### TASK INSTRUCTIONS:
• A. Decide whether each statement below agrees with the passage on Epp's book, answering yes or no and quoting the deciding words: (i) The writer has already read the book. (ii) Epp's examples include playground safety regulations. (iii) Epp identifies 1980 as the "great divide."
• B. Write a continuation of the passage on Epp's book, picking up after its final sentence.

### PASSAGE SHOWN:
==================================================

I came across a review of this recent book, “Making Rights Real” by Charles Epp.* I haven’t had time to read the book yet, and it is not primarily about SO Mania matters, but in an incisive four-page review of the book** a Boston College professor of political science offers some useful insights.

Epp traces the formation of a great deal of what I would call ‘current conventional wisdom’ and even what is popularly assumed to be ‘law’ through the clever manipulation (its supporters would no doubt call it ‘strategizing’) of Federal regulatory instructions and Federal court case decisions. He uses as examples the lethal use of force by police, playground safety regulations, and sexual harassment (and so you can see where this can get interesting very quickly).
Coming from the legal-studies point of view, Epp notes that the country underwent a “liability revolution” in the late 1970s, that “changed the behavior of local governments throughout the United States”; 1980 was the “great divide” which began a “sweeping law-inspired reform of American bureaucracy” (I would use a term other than ‘reform’).

==================================================

### MATERIAL SUPPLIED:
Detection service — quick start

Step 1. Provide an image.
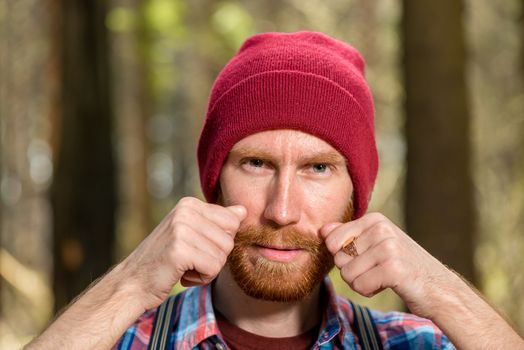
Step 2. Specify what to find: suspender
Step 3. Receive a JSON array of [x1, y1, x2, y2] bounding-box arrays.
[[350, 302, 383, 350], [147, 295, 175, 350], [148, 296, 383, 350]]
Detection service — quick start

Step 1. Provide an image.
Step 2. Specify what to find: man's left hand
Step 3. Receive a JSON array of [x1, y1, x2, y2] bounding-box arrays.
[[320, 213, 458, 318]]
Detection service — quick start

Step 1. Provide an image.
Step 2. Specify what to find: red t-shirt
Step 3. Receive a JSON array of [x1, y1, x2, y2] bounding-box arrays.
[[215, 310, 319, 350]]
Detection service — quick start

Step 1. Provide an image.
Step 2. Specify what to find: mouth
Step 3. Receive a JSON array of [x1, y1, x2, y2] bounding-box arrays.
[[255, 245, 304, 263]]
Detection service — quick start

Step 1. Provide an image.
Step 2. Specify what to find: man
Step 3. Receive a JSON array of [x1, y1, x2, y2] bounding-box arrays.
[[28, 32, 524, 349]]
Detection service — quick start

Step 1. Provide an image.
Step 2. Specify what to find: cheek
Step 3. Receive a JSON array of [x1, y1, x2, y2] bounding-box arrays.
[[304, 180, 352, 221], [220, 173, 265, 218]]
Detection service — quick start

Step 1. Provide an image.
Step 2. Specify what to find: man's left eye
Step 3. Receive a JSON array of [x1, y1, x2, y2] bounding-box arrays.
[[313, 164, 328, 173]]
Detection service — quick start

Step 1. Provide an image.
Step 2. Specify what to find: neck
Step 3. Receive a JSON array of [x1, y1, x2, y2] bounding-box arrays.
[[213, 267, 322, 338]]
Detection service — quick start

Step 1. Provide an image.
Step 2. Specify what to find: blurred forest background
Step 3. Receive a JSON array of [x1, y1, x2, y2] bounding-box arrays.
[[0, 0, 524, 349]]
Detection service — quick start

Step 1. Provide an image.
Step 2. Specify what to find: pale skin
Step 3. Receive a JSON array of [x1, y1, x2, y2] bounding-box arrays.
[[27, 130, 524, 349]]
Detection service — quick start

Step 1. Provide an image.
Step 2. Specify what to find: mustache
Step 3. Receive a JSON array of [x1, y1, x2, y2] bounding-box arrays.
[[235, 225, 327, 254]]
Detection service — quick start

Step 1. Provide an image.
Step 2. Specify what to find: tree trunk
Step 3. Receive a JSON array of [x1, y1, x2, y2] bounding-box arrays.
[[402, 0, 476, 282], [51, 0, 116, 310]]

==================================================

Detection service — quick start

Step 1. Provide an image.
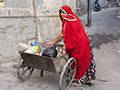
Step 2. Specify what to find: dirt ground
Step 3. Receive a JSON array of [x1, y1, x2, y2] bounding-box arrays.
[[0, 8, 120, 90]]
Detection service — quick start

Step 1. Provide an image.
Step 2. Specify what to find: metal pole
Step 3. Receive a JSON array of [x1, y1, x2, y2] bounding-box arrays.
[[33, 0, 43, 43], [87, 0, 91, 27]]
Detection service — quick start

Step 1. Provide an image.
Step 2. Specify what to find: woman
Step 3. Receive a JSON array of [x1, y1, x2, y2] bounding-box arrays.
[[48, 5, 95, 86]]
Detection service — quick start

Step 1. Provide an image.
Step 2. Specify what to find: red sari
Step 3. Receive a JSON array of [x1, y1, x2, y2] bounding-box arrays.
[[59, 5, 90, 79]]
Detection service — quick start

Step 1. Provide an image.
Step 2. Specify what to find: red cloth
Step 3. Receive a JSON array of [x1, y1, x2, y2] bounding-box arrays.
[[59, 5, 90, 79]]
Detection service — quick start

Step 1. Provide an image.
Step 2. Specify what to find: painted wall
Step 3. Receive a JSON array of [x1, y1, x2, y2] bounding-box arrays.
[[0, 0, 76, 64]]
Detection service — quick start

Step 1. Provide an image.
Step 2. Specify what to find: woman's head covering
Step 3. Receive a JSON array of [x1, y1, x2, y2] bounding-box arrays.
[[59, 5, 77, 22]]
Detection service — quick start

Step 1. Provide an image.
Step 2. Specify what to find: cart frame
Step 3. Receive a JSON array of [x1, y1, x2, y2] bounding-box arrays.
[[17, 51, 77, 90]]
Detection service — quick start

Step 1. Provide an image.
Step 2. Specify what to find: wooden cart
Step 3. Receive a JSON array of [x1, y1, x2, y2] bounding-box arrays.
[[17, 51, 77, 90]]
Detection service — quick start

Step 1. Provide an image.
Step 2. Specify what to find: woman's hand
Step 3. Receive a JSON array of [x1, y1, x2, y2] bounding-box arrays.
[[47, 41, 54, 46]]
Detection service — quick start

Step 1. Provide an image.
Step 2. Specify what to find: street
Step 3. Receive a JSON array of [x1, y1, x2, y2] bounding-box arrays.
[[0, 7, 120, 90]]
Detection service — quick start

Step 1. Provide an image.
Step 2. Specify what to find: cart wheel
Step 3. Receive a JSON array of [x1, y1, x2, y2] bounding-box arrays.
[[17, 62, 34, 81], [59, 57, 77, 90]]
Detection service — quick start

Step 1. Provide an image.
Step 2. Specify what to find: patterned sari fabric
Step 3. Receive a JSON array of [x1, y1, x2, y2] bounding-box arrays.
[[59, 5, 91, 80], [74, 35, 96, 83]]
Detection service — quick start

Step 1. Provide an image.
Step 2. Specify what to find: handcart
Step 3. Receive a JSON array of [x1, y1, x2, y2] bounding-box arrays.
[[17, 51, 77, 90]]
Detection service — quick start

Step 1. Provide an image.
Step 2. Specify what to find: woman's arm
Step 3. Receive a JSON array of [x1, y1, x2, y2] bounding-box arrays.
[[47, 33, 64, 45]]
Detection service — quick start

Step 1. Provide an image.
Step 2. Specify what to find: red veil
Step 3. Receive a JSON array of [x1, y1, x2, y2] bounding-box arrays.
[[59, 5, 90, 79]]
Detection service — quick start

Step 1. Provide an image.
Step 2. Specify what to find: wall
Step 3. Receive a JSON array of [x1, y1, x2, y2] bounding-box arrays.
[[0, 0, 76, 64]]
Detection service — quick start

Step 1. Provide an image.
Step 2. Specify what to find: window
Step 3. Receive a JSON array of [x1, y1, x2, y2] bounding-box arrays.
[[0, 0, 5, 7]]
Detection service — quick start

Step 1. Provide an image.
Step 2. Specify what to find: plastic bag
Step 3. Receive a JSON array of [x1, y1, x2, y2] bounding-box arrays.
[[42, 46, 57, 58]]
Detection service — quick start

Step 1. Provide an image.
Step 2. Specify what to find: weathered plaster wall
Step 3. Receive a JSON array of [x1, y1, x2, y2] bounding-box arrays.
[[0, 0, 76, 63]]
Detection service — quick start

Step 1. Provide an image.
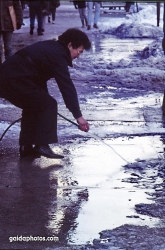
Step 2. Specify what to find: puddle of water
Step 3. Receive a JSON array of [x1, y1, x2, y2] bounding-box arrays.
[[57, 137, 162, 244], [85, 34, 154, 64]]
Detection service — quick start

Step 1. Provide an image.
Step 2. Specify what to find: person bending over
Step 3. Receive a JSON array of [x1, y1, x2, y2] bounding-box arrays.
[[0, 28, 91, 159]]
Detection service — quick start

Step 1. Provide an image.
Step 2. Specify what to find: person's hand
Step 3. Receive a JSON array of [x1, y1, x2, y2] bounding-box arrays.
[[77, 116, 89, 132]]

==================================================

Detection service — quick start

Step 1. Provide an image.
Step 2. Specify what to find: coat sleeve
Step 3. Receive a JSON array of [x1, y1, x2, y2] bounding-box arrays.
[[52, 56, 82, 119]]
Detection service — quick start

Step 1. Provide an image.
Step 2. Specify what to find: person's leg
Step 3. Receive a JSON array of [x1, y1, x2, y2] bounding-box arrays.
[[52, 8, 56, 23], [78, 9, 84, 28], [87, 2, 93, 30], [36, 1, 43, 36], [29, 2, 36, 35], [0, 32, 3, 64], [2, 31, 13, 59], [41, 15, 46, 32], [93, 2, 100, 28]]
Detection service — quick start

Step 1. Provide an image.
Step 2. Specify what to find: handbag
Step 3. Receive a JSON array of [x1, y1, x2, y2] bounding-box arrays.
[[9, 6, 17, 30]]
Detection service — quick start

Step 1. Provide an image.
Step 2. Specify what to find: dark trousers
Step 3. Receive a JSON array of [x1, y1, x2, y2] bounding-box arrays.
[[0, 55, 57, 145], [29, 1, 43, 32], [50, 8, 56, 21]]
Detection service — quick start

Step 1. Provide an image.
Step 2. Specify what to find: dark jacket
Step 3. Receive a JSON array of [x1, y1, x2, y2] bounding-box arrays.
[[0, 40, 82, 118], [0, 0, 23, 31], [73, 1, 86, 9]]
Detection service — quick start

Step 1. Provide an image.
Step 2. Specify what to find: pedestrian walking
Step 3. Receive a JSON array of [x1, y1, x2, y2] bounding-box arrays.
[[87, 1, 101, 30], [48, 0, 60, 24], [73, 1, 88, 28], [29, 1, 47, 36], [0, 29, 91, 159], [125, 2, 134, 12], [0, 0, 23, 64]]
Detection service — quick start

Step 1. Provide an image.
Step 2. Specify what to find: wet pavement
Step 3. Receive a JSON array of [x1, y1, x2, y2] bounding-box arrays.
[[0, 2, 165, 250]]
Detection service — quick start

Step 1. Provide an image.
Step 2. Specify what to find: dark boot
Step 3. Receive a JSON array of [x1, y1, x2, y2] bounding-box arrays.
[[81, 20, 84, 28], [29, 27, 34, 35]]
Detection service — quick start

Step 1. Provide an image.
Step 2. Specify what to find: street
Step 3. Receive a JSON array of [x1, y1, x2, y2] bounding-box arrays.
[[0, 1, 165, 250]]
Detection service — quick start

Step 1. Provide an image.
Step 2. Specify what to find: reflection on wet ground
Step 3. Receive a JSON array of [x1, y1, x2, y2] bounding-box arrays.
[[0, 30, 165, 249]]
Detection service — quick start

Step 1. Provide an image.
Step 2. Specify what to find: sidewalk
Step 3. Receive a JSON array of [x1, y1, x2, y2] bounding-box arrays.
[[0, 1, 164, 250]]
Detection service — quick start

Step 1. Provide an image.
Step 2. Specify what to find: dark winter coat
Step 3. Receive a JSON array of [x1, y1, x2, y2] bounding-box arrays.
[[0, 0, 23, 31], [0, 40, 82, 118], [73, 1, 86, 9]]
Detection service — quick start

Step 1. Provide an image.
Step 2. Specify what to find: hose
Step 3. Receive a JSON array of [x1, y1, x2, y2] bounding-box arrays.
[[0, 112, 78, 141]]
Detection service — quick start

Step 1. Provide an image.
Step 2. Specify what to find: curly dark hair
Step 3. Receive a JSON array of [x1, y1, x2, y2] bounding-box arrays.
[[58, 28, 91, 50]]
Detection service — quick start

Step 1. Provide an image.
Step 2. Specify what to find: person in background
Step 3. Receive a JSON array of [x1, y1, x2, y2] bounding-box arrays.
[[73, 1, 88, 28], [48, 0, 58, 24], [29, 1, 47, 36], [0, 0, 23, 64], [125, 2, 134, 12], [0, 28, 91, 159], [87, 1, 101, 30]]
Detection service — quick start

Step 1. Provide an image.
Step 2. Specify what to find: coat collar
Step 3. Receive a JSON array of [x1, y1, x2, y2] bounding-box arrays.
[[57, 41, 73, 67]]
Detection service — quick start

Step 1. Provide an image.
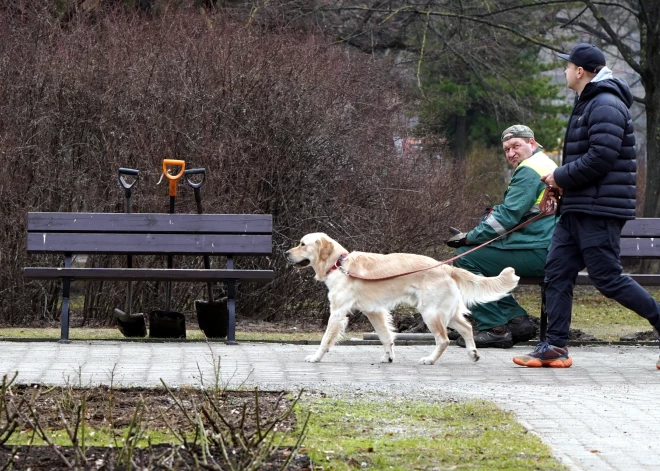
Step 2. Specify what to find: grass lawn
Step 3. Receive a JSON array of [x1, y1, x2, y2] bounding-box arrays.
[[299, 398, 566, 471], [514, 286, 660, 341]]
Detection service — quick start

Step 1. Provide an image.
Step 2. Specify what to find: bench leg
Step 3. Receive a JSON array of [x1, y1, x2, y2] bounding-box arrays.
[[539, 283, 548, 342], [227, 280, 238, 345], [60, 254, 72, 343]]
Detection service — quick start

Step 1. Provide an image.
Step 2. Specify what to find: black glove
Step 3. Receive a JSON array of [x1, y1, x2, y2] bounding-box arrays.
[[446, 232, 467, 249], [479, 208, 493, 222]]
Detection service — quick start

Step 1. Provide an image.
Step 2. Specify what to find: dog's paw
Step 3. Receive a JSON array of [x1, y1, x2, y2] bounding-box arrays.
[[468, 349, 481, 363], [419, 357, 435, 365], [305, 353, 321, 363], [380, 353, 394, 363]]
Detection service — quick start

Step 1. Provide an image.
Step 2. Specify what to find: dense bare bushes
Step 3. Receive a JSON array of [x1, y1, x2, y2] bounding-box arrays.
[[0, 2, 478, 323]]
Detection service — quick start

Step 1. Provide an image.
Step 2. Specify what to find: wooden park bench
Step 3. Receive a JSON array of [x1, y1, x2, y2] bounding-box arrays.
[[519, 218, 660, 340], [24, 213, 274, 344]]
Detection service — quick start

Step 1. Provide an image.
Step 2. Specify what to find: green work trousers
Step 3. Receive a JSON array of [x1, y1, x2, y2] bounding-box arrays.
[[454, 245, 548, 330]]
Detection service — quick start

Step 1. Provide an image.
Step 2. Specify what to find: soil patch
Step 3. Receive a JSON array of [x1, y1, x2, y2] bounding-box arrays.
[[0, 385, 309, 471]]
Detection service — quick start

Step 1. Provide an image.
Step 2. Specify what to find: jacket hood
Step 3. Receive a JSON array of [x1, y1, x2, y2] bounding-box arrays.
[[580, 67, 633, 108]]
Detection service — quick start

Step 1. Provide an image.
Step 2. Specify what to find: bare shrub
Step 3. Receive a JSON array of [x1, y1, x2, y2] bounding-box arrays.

==================================================

### RESULTS:
• A.
(i) No: "I haven’t had time to read the book yet"
(ii) Yes: "He uses as examples the lethal use of force by police, playground safety regulations, and sexual harassment"
(iii) Yes: "1980 was the “great divide”"

• B.
Court decisions, Epp traces, expanded the legal liability of municipal governments, establishing a “legalized accountability regime” that was designed to curb misconduct or non-conduct or any newly-categorized undesirable actions, by making locally elected officials and governments legally liable for civil damages. You can see where the Feds were trying to enforce changes in law and culture (not all of them bad) not through the civics-textbook approach of either letting the changes ‘filter up’ from the local electorate or through the introduction of Bills that would be subject to public deliberation, but rather by a sly combination of regulatory instructions and regulations supported by case decisions by this or that friendly judge (about which more below).
Epp effectively limns how “legal rules have cemented a potent political coalition of professional reformers, civil rights advocates, and trial lawyers”. The first two categories are what I have been calling Level 3 and 4 ‘Advocacy’, where you are not simply trying to inform the public but are leap-frogging over the public to get your agenda passed by tinkering with and pressuring the lawmakers and the laws behind the curtain, hidden from public view, in order to manipulate the public and even impose your agenda on a public that you consider to be lumpish, uninformed, and that ‘just doesn’t get it’. (I can’t get out of my head the image of the female praying-mantis, sawing off the head of her male partner while apparently doing something else.)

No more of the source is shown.